Na mecânica, quem fazia presença era única e exclusivamente o motor 1.3 8V da “família” Endura-E, com comando de válvulas único (no cabeçote) e bloco de ferro fundido. Esse motor, já conhecido em outros modelos da Ford, oferecia baixíssimos números de consumo de combustível e fácil manutenção. No Ka, ele desenvolvia 61 cv de potência e 10,6 mkgf de torque, o que fazia o carrinho ir da imobilidade aos 100 km/h em pouco mais de 15 segundos, chegando aos 155 km/h de velocidade máxima. A transmissão também era única: manual, de 5 velocidades.
Um dos seus destaques era, sem dúvidas, a dinâmica de direção: compartilhando a base com o Fiesta de quarta geração, ele era equipado com um sistema de suspensões bem acertado e tinha boa distribuição de peso entre os eixos, resultando em um bom comportamento dinâmico nas curvas ou desvios bruscos de trajetória, com boa aderência ao solo e carroceria que rolava pouco. “Um kart”, diziam.
O Ka no Brasil
Por aqui, esse Ford compacto estreou em março de 1997, exatos seis meses depois da apresentação na Europa. Além do curto espaço de tempo entre a chegada do Ka no Velho Continente e aqui no Brasil, o modelo nacional se mantinha praticamente inalterado em relação ao original: além da lista de equipamentos que obviamente variava de lá pra cá, apenas as suspensões foram erguidas em 2,5 cm e os pneus tinham outra medida, com perfil mais alto para se adequar ao nosso asfalto lunar. No design nada foi mudado, e o carrinho chegou ao nosso País causando o mesmo rebuliço da sua apresentação no Exterior, principalmente quando comparado a alguns concorrentes mais tradicionais, como o Fiat Mille e VW Gol.
A principal novidade do Ka brasileiro era a adoção do motor 1.0, também Endura-E, que já equipava o Fiesta. Sendo uma versão simplificada do 1.3 disponível na Europa, que também era oferecido na versão mais cara do carrinho por aqui, essa variante de 999 cm³ rendia 53 cv e 7,8 mkgf e, assim como na versão europeia, tinha sistema de injeção eletrônica multiponto.
O que ele não entregava em desempenho, compensava com o baixíssimo consumo de combustível (lembrando que o 1.3 já era econômico), além da facilidade de manutenção. Mesmo sendo um carro barato e de entrada, o Ka poderia ser equipado com diversos itenss interessantes para sua faixa de preço, como rádio AM/FM com CD Player, vidros/travas/retrovisores elétricos e até airbag frontal duplo, para motorista e passageiro dianteiro. Ele também se gabava por ser um dos primeiros modelos nacionais a ter o sistema de corte na alimentação de combustível em caso de colisões, para evitar vazamentos e incêndios.

○ ○ ○ ○

DESCRIÇÃO DA TAREFA: Por favor, reproduza fielmente o trecho do artigo sobre o Ford Ka começando em "O Ka no Brasil" e indo até "Mille e VW Gol.".

○ ○ ○ ○

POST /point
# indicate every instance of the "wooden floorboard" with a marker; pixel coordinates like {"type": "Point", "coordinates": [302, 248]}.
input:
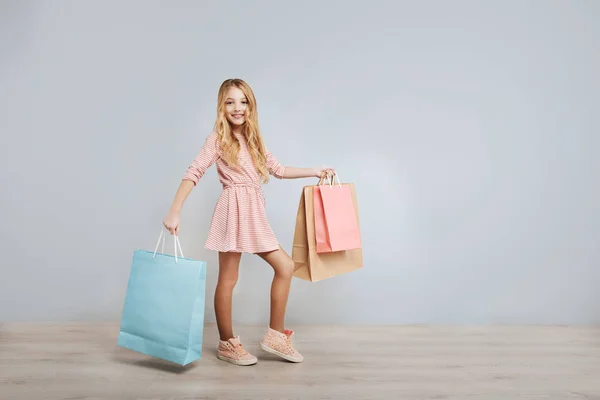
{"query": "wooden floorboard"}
{"type": "Point", "coordinates": [81, 361]}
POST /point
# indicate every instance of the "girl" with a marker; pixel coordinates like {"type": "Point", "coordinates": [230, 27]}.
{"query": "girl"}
{"type": "Point", "coordinates": [239, 224]}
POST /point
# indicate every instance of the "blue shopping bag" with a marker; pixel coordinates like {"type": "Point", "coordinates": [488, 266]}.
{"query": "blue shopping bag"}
{"type": "Point", "coordinates": [163, 314]}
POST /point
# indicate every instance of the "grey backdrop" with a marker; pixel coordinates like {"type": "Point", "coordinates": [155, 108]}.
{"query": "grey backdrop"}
{"type": "Point", "coordinates": [469, 128]}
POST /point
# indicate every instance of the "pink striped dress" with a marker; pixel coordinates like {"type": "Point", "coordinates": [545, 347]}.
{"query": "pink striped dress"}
{"type": "Point", "coordinates": [239, 222]}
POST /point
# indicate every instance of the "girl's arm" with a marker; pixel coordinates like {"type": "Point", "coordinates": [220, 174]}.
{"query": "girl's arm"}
{"type": "Point", "coordinates": [172, 220]}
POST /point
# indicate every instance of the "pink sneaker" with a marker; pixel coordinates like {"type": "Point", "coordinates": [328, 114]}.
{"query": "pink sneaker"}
{"type": "Point", "coordinates": [232, 351]}
{"type": "Point", "coordinates": [280, 344]}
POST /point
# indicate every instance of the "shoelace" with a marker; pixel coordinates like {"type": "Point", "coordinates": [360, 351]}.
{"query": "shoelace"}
{"type": "Point", "coordinates": [239, 350]}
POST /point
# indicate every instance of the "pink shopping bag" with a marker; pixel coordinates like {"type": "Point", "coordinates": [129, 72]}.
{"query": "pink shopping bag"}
{"type": "Point", "coordinates": [336, 221]}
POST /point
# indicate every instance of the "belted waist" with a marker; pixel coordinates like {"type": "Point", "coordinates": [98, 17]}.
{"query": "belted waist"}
{"type": "Point", "coordinates": [254, 185]}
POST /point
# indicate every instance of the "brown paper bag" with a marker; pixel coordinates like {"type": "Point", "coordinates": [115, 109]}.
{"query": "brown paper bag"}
{"type": "Point", "coordinates": [308, 264]}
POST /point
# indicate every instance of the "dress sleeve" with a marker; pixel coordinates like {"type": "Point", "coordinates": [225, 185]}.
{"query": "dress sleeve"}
{"type": "Point", "coordinates": [207, 156]}
{"type": "Point", "coordinates": [275, 168]}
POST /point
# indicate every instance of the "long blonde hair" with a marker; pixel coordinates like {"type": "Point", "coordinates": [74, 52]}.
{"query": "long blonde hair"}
{"type": "Point", "coordinates": [230, 146]}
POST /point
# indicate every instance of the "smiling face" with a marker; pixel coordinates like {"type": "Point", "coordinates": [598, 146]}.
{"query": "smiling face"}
{"type": "Point", "coordinates": [236, 106]}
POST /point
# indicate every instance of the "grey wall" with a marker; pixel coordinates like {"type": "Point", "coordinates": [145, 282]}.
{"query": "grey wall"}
{"type": "Point", "coordinates": [469, 128]}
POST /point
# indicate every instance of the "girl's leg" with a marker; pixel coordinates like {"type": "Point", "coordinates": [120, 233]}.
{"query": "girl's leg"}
{"type": "Point", "coordinates": [228, 274]}
{"type": "Point", "coordinates": [280, 288]}
{"type": "Point", "coordinates": [277, 340]}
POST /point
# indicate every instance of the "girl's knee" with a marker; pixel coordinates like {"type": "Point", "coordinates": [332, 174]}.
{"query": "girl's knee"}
{"type": "Point", "coordinates": [287, 270]}
{"type": "Point", "coordinates": [227, 282]}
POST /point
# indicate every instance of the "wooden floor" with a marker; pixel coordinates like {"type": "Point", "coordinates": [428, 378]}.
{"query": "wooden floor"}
{"type": "Point", "coordinates": [81, 361]}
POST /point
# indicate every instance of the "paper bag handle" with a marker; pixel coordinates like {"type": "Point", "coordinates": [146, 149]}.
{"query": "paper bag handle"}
{"type": "Point", "coordinates": [176, 244]}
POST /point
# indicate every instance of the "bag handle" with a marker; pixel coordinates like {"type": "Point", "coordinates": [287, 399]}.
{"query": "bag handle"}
{"type": "Point", "coordinates": [330, 182]}
{"type": "Point", "coordinates": [176, 244]}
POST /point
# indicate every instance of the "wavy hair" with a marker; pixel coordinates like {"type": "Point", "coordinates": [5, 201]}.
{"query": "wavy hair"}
{"type": "Point", "coordinates": [230, 146]}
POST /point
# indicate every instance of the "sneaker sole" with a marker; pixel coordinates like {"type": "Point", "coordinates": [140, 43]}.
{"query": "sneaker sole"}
{"type": "Point", "coordinates": [284, 356]}
{"type": "Point", "coordinates": [237, 362]}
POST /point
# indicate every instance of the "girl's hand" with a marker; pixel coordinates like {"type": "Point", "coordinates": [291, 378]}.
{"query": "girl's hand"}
{"type": "Point", "coordinates": [171, 222]}
{"type": "Point", "coordinates": [320, 171]}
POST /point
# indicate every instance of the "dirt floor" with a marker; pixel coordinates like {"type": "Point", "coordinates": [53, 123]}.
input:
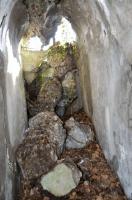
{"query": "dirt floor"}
{"type": "Point", "coordinates": [98, 181]}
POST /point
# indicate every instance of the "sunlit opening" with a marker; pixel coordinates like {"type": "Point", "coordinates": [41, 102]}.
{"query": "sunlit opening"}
{"type": "Point", "coordinates": [64, 33]}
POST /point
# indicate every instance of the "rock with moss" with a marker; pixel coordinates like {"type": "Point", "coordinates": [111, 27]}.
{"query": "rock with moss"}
{"type": "Point", "coordinates": [78, 135]}
{"type": "Point", "coordinates": [50, 123]}
{"type": "Point", "coordinates": [42, 145]}
{"type": "Point", "coordinates": [50, 93]}
{"type": "Point", "coordinates": [69, 86]}
{"type": "Point", "coordinates": [62, 179]}
{"type": "Point", "coordinates": [35, 155]}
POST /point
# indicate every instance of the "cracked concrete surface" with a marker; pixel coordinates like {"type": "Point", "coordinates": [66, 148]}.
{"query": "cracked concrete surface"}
{"type": "Point", "coordinates": [104, 36]}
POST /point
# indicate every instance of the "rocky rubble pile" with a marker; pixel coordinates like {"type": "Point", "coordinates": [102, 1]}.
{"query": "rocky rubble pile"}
{"type": "Point", "coordinates": [39, 154]}
{"type": "Point", "coordinates": [51, 170]}
{"type": "Point", "coordinates": [54, 87]}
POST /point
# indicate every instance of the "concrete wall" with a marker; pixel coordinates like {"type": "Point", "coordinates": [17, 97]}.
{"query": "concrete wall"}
{"type": "Point", "coordinates": [104, 29]}
{"type": "Point", "coordinates": [104, 35]}
{"type": "Point", "coordinates": [12, 98]}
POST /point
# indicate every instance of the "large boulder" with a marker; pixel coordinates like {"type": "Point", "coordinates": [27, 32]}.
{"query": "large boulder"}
{"type": "Point", "coordinates": [50, 94]}
{"type": "Point", "coordinates": [62, 179]}
{"type": "Point", "coordinates": [78, 135]}
{"type": "Point", "coordinates": [42, 145]}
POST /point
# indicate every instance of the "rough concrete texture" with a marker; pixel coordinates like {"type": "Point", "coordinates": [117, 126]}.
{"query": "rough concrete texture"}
{"type": "Point", "coordinates": [104, 35]}
{"type": "Point", "coordinates": [12, 98]}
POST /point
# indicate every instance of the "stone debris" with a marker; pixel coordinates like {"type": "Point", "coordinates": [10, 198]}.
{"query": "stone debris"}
{"type": "Point", "coordinates": [35, 155]}
{"type": "Point", "coordinates": [50, 124]}
{"type": "Point", "coordinates": [78, 135]}
{"type": "Point", "coordinates": [50, 94]}
{"type": "Point", "coordinates": [69, 86]}
{"type": "Point", "coordinates": [62, 179]}
{"type": "Point", "coordinates": [42, 145]}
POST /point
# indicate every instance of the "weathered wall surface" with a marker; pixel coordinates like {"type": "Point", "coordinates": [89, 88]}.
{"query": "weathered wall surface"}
{"type": "Point", "coordinates": [12, 98]}
{"type": "Point", "coordinates": [104, 30]}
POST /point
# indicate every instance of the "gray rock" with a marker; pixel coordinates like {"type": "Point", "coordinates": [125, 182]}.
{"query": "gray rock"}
{"type": "Point", "coordinates": [52, 126]}
{"type": "Point", "coordinates": [36, 155]}
{"type": "Point", "coordinates": [62, 179]}
{"type": "Point", "coordinates": [75, 106]}
{"type": "Point", "coordinates": [50, 94]}
{"type": "Point", "coordinates": [79, 135]}
{"type": "Point", "coordinates": [60, 108]}
{"type": "Point", "coordinates": [43, 144]}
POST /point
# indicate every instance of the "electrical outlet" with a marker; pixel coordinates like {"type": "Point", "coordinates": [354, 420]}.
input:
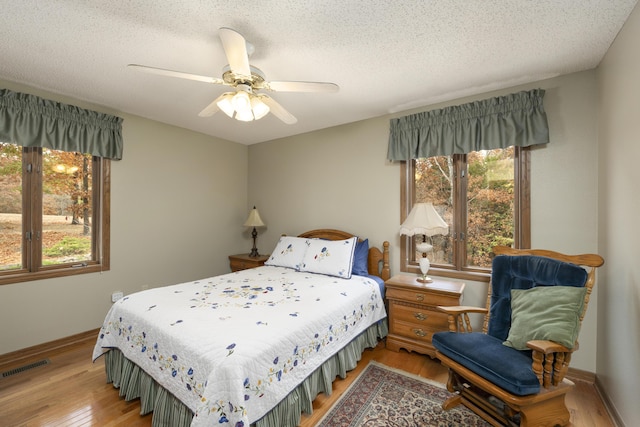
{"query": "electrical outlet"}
{"type": "Point", "coordinates": [116, 296]}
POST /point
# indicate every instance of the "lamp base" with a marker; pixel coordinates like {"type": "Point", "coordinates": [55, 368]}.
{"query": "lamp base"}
{"type": "Point", "coordinates": [254, 251]}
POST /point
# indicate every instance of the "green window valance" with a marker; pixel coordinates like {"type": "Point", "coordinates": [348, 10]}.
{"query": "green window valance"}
{"type": "Point", "coordinates": [31, 121]}
{"type": "Point", "coordinates": [518, 119]}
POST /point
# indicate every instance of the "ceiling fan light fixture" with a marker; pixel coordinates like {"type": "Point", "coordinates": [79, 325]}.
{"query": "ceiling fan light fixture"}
{"type": "Point", "coordinates": [225, 104]}
{"type": "Point", "coordinates": [260, 109]}
{"type": "Point", "coordinates": [241, 101]}
{"type": "Point", "coordinates": [244, 115]}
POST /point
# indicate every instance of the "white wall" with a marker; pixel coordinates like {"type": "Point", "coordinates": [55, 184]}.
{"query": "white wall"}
{"type": "Point", "coordinates": [619, 176]}
{"type": "Point", "coordinates": [178, 202]}
{"type": "Point", "coordinates": [340, 178]}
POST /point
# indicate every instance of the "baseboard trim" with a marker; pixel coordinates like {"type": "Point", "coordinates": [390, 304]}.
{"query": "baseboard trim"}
{"type": "Point", "coordinates": [580, 375]}
{"type": "Point", "coordinates": [608, 404]}
{"type": "Point", "coordinates": [46, 349]}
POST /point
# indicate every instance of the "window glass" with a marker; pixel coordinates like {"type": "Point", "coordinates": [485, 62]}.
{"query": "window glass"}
{"type": "Point", "coordinates": [66, 207]}
{"type": "Point", "coordinates": [10, 207]}
{"type": "Point", "coordinates": [54, 213]}
{"type": "Point", "coordinates": [490, 204]}
{"type": "Point", "coordinates": [484, 198]}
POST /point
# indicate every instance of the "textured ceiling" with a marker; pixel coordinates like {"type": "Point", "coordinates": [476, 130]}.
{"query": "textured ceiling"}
{"type": "Point", "coordinates": [386, 56]}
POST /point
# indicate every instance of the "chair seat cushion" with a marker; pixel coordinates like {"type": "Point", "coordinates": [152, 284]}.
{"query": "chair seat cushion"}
{"type": "Point", "coordinates": [506, 367]}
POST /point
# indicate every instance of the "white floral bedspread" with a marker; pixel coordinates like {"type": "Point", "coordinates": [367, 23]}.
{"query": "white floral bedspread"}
{"type": "Point", "coordinates": [231, 347]}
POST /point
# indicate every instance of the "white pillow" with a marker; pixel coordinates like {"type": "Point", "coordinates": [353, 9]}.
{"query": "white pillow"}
{"type": "Point", "coordinates": [331, 257]}
{"type": "Point", "coordinates": [288, 252]}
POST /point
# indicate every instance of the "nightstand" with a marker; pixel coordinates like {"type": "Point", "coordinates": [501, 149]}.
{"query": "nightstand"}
{"type": "Point", "coordinates": [244, 261]}
{"type": "Point", "coordinates": [413, 313]}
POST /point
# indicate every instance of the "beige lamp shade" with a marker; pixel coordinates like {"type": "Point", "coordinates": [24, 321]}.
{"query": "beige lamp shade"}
{"type": "Point", "coordinates": [423, 219]}
{"type": "Point", "coordinates": [254, 219]}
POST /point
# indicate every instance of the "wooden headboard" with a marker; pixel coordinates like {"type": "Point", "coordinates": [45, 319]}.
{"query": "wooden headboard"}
{"type": "Point", "coordinates": [378, 260]}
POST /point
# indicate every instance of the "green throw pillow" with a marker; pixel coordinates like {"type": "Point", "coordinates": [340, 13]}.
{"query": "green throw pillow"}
{"type": "Point", "coordinates": [545, 313]}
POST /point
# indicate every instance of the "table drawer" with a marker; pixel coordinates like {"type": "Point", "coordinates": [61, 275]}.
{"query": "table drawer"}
{"type": "Point", "coordinates": [421, 316]}
{"type": "Point", "coordinates": [419, 296]}
{"type": "Point", "coordinates": [413, 331]}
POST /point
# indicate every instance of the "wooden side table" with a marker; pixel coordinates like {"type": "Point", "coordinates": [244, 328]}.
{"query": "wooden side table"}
{"type": "Point", "coordinates": [413, 313]}
{"type": "Point", "coordinates": [244, 261]}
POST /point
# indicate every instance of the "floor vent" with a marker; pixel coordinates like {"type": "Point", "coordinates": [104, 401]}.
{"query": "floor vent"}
{"type": "Point", "coordinates": [25, 368]}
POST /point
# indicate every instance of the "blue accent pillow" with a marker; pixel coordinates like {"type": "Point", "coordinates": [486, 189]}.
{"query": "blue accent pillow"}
{"type": "Point", "coordinates": [361, 258]}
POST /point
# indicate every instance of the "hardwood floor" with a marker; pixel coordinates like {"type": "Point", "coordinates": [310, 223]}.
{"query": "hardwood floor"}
{"type": "Point", "coordinates": [72, 391]}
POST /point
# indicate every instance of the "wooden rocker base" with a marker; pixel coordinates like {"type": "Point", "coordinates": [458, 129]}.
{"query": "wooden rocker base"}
{"type": "Point", "coordinates": [501, 408]}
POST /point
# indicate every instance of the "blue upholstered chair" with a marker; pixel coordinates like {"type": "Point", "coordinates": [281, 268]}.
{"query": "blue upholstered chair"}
{"type": "Point", "coordinates": [513, 372]}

○ ○ ○ ○

RESPOSTA AO EXERCÍCIO:
O Ka no Brasil
Por aqui, esse Ford compacto estreou em março de 1997, exatos seis meses depois da apresentação na Europa. Além do curto espaço de tempo entre a chegada do Ka no Velho Continente e aqui no Brasil, o modelo nacional se mantinha praticamente inalterado em relação ao original: além da lista de equipamentos que obviamente variava de lá pra cá, apenas as suspensões foram erguidas em 2,5 cm e os pneus tinham outra medida, com perfil mais alto para se adequar ao nosso asfalto lunar. No design nada foi mudado, e o carrinho chegou ao nosso País causando o mesmo rebuliço da sua apresentação no Exterior, principalmente quando comparado a alguns concorrentes mais tradicionais, como o Fiat Mille e VW Gol.